[BEGIN Provided data]

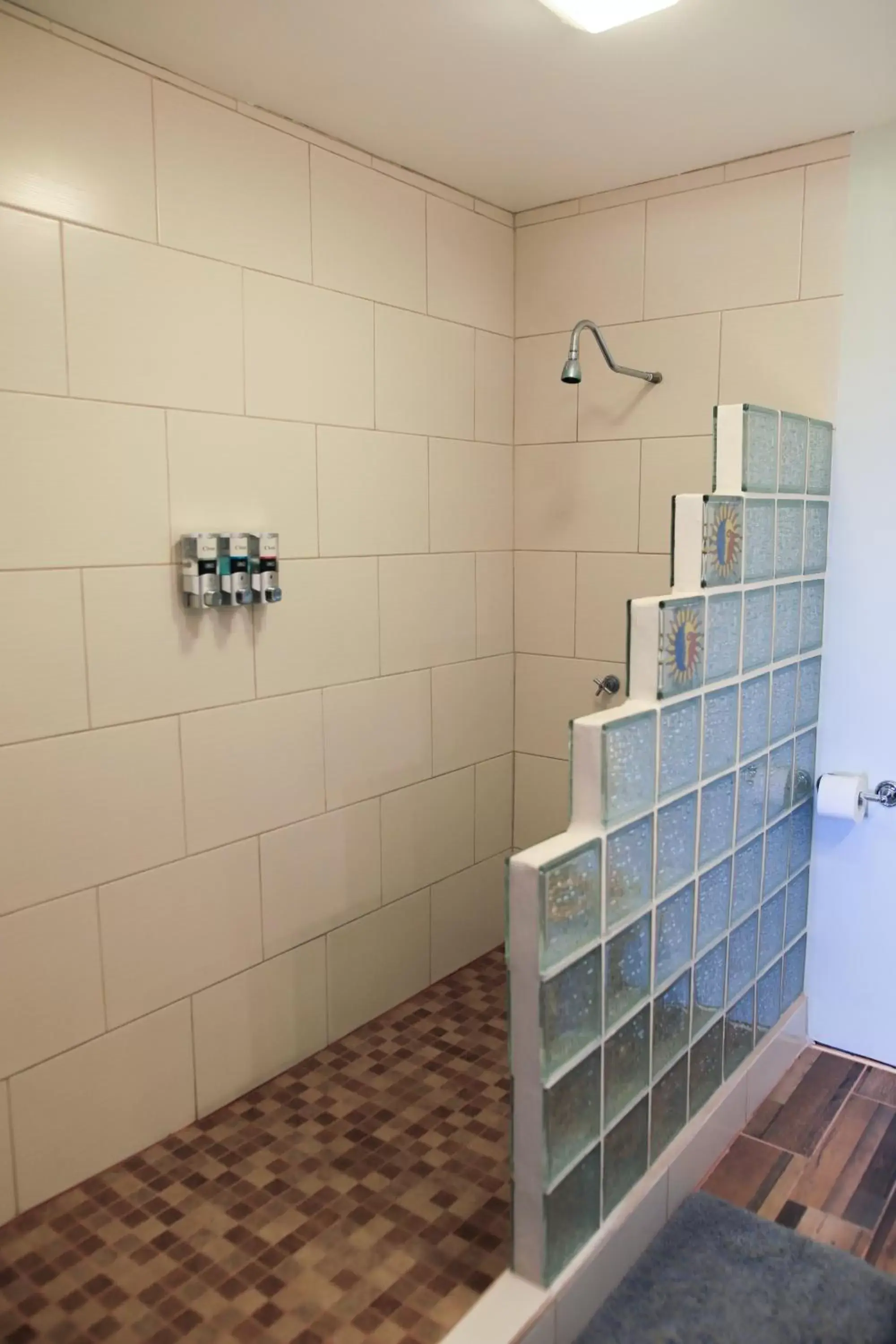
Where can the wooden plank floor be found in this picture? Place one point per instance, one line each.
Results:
(820, 1156)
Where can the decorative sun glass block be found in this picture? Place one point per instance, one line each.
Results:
(675, 935)
(820, 451)
(751, 796)
(626, 1069)
(786, 621)
(720, 730)
(809, 693)
(570, 900)
(797, 916)
(747, 879)
(761, 451)
(759, 542)
(683, 642)
(716, 818)
(789, 539)
(767, 1000)
(794, 447)
(816, 560)
(739, 1031)
(625, 1156)
(706, 1068)
(571, 1116)
(723, 537)
(671, 1022)
(676, 843)
(723, 635)
(679, 745)
(668, 1108)
(759, 611)
(781, 780)
(714, 904)
(792, 984)
(754, 714)
(801, 827)
(813, 616)
(777, 855)
(629, 870)
(570, 1011)
(628, 969)
(742, 956)
(629, 767)
(784, 701)
(573, 1214)
(771, 929)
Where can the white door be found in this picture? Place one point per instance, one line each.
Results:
(852, 921)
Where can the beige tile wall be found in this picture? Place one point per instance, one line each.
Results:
(728, 281)
(229, 839)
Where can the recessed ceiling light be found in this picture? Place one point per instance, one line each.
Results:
(599, 15)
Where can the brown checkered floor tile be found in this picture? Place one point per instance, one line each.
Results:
(362, 1198)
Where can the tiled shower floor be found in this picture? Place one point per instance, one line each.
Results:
(361, 1198)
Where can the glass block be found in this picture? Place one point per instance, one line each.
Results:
(761, 451)
(813, 616)
(794, 448)
(781, 780)
(629, 870)
(759, 609)
(754, 714)
(716, 818)
(671, 1022)
(628, 971)
(747, 879)
(708, 987)
(805, 768)
(676, 843)
(751, 796)
(767, 1000)
(820, 445)
(679, 745)
(797, 908)
(570, 1011)
(571, 1115)
(777, 855)
(792, 984)
(714, 904)
(723, 635)
(742, 956)
(801, 826)
(570, 904)
(706, 1068)
(668, 1108)
(626, 1068)
(720, 730)
(739, 1033)
(771, 929)
(759, 542)
(723, 538)
(789, 542)
(816, 560)
(625, 1156)
(675, 935)
(573, 1214)
(784, 701)
(629, 767)
(809, 693)
(681, 646)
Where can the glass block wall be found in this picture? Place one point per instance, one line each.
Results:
(653, 945)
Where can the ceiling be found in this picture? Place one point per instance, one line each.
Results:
(505, 101)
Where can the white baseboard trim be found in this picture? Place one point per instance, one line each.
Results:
(517, 1312)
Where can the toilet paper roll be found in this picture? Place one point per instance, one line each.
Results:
(840, 796)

[END Provided data]

Task instructions – Rewrite all the records above as a Markdown table with two columns, Row and Line, where each nonblank line gets its own numbered row. Leave the pictures out of the table.

Exercise output –
| Row | Line |
|---|---|
| 1 | Where can the wooden plank floor be found in this picture? Place one point per instance, one line each. |
| 2 | Results: |
| 3 | (820, 1156) |
| 4 | Where can the decorative sun glass block be found in this picture? Place one point per instance, one line each. |
| 5 | Results: |
| 6 | (675, 935) |
| 7 | (820, 451) |
| 8 | (751, 796) |
| 9 | (626, 1069) |
| 10 | (786, 621) |
| 11 | (720, 730) |
| 12 | (809, 693) |
| 13 | (570, 900) |
| 14 | (797, 916) |
| 15 | (747, 879) |
| 16 | (761, 451) |
| 17 | (759, 542) |
| 18 | (683, 642) |
| 19 | (716, 818) |
| 20 | (789, 539) |
| 21 | (767, 1000) |
| 22 | (794, 447) |
| 23 | (816, 560) |
| 24 | (739, 1031) |
| 25 | (625, 1156) |
| 26 | (706, 1068) |
| 27 | (571, 1116) |
| 28 | (723, 537) |
| 29 | (671, 1022) |
| 30 | (676, 843) |
| 31 | (723, 635) |
| 32 | (679, 745) |
| 33 | (668, 1108) |
| 34 | (759, 611) |
| 35 | (781, 780) |
| 36 | (714, 904) |
| 37 | (792, 984) |
| 38 | (754, 714) |
| 39 | (801, 827) |
| 40 | (813, 616) |
| 41 | (777, 855) |
| 42 | (629, 870) |
| 43 | (570, 1011) |
| 44 | (628, 969) |
| 45 | (742, 956) |
| 46 | (629, 767) |
| 47 | (784, 701) |
| 48 | (573, 1214) |
| 49 | (771, 929) |
| 50 | Where can the white door be found in this picture? Place one point per instance, one line each. |
| 51 | Results: |
| 52 | (852, 921) |
| 53 | Where can the beige tile wall be found in this picture? Place one point per instance, one line each. |
| 54 | Results: |
| 55 | (728, 281) |
| 56 | (229, 839) |
| 57 | Where can the recessed ceiling light be found in this picture? Place one point per instance, one line each. |
| 58 | Results: |
| 59 | (599, 15) |
| 60 | Where can the brown checkered floor tile be found in this picture? Place one point per instance, one line each. |
| 61 | Results: |
| 62 | (362, 1198) |
| 63 | Where can the tiled shower floor be found in this picture? Place one point per instance, one line each. |
| 64 | Results: |
| 65 | (361, 1198) |
| 66 | Where can the glass block be found in this picture? Place one point per instance, one line each. |
| 67 | Results: |
| 68 | (761, 451) |
| 69 | (813, 616) |
| 70 | (794, 448) |
| 71 | (781, 780) |
| 72 | (629, 870) |
| 73 | (759, 609) |
| 74 | (754, 714) |
| 75 | (716, 818) |
| 76 | (671, 1022) |
| 77 | (628, 971) |
| 78 | (747, 879) |
| 79 | (708, 987) |
| 80 | (805, 768) |
| 81 | (676, 843) |
| 82 | (751, 796) |
| 83 | (767, 1000) |
| 84 | (820, 445) |
| 85 | (679, 745) |
| 86 | (797, 908) |
| 87 | (570, 1011) |
| 88 | (571, 1115) |
| 89 | (777, 855) |
| 90 | (792, 984) |
| 91 | (714, 904) |
| 92 | (723, 635) |
| 93 | (742, 956) |
| 94 | (801, 826) |
| 95 | (570, 904) |
| 96 | (706, 1068) |
| 97 | (668, 1108) |
| 98 | (626, 1068) |
| 99 | (720, 730) |
| 100 | (739, 1033) |
| 101 | (771, 929) |
| 102 | (759, 542) |
| 103 | (723, 538) |
| 104 | (789, 542) |
| 105 | (816, 560) |
| 106 | (625, 1156) |
| 107 | (675, 935) |
| 108 | (573, 1214) |
| 109 | (784, 701) |
| 110 | (629, 767) |
| 111 | (809, 693) |
| 112 | (681, 646) |
| 113 | Where can the glass block wall be found in this picture? Place one point per instance, one line each. |
| 114 | Results: |
| 115 | (653, 945) |
| 116 | Where can the ceiling be found in this picture? Place one point per instance, one line each. |
| 117 | Results: |
| 118 | (505, 101) |
| 119 | Where can the white baseboard trim be found in this picture? Place one point per instance, one line each. |
| 120 | Results: |
| 121 | (517, 1312) |
| 122 | Where can the toilet paper roll be found in this picture? Place one point per instance, one line each. |
| 123 | Results: |
| 124 | (840, 796) |